[WHAT THE TASK ASKS]
Retype the records exactly.

[SUPPLIED MATERIAL]
|---|

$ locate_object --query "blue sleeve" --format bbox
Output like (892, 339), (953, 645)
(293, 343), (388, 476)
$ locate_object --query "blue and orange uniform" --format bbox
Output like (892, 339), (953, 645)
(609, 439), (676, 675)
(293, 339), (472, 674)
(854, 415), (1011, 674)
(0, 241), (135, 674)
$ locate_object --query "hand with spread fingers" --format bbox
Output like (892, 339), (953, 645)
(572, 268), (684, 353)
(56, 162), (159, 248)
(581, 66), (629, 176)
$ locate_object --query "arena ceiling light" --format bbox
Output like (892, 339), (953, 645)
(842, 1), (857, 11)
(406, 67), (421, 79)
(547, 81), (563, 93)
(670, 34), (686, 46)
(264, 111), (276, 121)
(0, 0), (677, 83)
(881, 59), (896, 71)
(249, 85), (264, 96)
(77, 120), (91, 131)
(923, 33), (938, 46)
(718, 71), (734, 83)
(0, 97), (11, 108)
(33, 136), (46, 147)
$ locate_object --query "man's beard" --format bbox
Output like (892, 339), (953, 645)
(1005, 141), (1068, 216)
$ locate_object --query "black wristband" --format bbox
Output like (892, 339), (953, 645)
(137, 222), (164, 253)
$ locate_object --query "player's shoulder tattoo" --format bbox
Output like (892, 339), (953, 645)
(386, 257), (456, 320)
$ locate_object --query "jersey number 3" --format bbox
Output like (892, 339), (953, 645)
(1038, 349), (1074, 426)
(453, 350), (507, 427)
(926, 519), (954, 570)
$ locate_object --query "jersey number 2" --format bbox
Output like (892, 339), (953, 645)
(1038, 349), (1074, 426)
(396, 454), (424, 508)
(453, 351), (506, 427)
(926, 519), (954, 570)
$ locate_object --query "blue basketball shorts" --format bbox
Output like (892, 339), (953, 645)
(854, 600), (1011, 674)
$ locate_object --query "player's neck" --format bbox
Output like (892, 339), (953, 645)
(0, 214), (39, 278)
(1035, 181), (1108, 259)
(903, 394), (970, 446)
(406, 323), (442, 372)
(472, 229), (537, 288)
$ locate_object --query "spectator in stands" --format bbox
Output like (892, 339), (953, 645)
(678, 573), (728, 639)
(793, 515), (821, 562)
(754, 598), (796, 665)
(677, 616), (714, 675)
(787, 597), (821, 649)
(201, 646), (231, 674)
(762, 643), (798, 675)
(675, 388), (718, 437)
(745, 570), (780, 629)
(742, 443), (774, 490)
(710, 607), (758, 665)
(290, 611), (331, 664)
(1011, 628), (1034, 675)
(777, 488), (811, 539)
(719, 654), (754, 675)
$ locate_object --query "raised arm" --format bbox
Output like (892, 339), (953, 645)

|---|

[ANSWER TO THIS PROBLEM]
$ locate_object --query "blue sleeve" --format bbox
Output like (892, 339), (953, 645)
(293, 343), (388, 476)
$ locate_object --query "blue and orange uniform" --format bbox
Output like (892, 339), (953, 645)
(609, 439), (676, 675)
(293, 339), (472, 674)
(854, 415), (1011, 674)
(0, 241), (135, 674)
$ locate_object --query "hand with spread fingers" --format bbox
Output like (892, 339), (953, 645)
(572, 268), (684, 353)
(56, 162), (159, 248)
(581, 66), (629, 176)
$ locate_object --query "arena ceiling light" --format bbox
Output like (892, 339), (953, 645)
(842, 1), (857, 11)
(406, 67), (421, 79)
(547, 81), (563, 93)
(670, 34), (686, 46)
(264, 111), (276, 121)
(0, 0), (677, 83)
(881, 59), (896, 71)
(249, 85), (264, 96)
(77, 120), (91, 131)
(923, 33), (938, 46)
(718, 71), (734, 83)
(0, 97), (11, 108)
(33, 136), (46, 147)
$ locate_object --query "man's beard" --format bbox
Output like (892, 339), (953, 645)
(1005, 141), (1068, 216)
$ locate_object --query "black wristband" --format bbox
Output like (892, 339), (953, 645)
(137, 222), (164, 253)
$ locate_object --query "player's shoulder tattoo" --format bbox
Output like (892, 339), (953, 645)
(386, 257), (456, 320)
$ locate_object --query "jersey number 3" --format bbox
Output like (892, 339), (953, 645)
(1038, 349), (1074, 426)
(453, 350), (507, 427)
(926, 519), (954, 570)
$ locate_object --query "jersey number 2" --format bbox
Output like (892, 339), (953, 645)
(1038, 349), (1074, 426)
(396, 454), (424, 508)
(453, 351), (506, 427)
(926, 519), (954, 570)
$ locate_object --query "blue basketball shorts" --format bbox
Output like (892, 339), (953, 645)
(854, 600), (1011, 674)
$ locate_object --query "player's neck" --format bbox
Output like (892, 339), (953, 645)
(0, 214), (39, 278)
(1035, 181), (1108, 259)
(903, 394), (970, 446)
(406, 323), (442, 372)
(472, 229), (537, 288)
$ locate_object --query "spectator in stands" --format bbox
Output like (892, 339), (953, 645)
(678, 573), (728, 639)
(793, 515), (821, 562)
(754, 598), (796, 665)
(677, 616), (714, 675)
(787, 597), (821, 649)
(201, 646), (231, 674)
(762, 643), (798, 675)
(675, 388), (718, 437)
(745, 570), (780, 629)
(742, 443), (774, 490)
(710, 607), (758, 665)
(290, 611), (331, 664)
(1011, 628), (1034, 675)
(777, 488), (811, 539)
(719, 654), (754, 675)
$ locate_object --query "raised arm" --format bbox
Output like (892, 339), (953, 645)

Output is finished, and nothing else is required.